◆ ENTRIES:
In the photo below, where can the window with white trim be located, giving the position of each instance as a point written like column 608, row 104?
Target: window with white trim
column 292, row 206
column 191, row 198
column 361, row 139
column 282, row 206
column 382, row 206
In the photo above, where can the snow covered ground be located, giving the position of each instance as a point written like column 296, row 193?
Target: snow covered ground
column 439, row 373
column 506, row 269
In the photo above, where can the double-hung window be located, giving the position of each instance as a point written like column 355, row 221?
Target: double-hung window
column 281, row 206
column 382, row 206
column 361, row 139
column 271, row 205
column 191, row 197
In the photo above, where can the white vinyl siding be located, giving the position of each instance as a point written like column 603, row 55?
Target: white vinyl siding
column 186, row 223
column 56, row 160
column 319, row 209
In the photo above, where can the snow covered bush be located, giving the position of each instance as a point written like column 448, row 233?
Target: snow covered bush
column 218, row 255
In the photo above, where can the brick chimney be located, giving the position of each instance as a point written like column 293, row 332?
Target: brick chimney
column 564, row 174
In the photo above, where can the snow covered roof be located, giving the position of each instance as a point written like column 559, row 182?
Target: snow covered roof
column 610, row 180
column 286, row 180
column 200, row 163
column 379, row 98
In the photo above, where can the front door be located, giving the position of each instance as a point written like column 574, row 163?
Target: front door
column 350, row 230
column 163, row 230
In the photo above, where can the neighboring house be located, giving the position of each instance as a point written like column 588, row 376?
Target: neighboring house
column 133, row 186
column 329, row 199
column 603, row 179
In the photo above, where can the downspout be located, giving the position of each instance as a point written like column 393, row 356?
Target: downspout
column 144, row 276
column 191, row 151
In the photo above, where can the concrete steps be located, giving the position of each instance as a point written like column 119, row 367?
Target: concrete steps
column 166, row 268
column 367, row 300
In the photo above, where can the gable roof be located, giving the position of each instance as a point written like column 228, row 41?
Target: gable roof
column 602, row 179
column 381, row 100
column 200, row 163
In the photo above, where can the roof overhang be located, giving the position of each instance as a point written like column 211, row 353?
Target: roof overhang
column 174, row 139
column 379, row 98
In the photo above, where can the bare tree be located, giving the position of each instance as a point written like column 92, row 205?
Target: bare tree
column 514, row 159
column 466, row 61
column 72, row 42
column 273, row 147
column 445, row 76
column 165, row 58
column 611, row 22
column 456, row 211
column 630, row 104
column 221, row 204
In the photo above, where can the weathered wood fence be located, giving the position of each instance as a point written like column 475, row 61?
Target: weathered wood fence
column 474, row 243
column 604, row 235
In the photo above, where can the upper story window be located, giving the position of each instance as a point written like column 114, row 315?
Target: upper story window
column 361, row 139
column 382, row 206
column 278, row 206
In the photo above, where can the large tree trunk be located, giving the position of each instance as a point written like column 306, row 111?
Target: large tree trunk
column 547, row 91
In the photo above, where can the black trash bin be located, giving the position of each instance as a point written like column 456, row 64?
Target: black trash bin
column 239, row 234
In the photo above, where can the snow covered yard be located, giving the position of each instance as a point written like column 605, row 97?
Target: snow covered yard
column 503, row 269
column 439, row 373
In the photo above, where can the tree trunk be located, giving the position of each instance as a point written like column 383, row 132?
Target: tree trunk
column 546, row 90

◆ WHAT THE TASK ASKS: Recast the records as a two-column CSV with the headers input and output. Write one row per record, with its text and its answer each in a single quoted field and line breaks replaced by spaces. Begin at the line that has "In the photo above, where can the gable" and stop after the line that has "column 221, row 204".

◆ TASK OUTPUT:
input,output
"In the photo above, where can the gable roof be located, giving the position of each instance as a point written like column 228, row 41? Target: gable roof","column 602, row 179 column 381, row 100 column 200, row 163"
"In the photo above, where can the roof overhang be located, giving the position of each instance as a point written like column 211, row 353? Target: roof overhang","column 174, row 139 column 379, row 98"
"In the photo above, where can the bare tree be located, giving the position of each instance as a point written like column 92, row 205? Target: bare tree","column 514, row 159 column 466, row 61 column 72, row 42 column 273, row 147 column 445, row 76 column 165, row 58 column 611, row 22 column 456, row 211 column 630, row 104 column 221, row 204"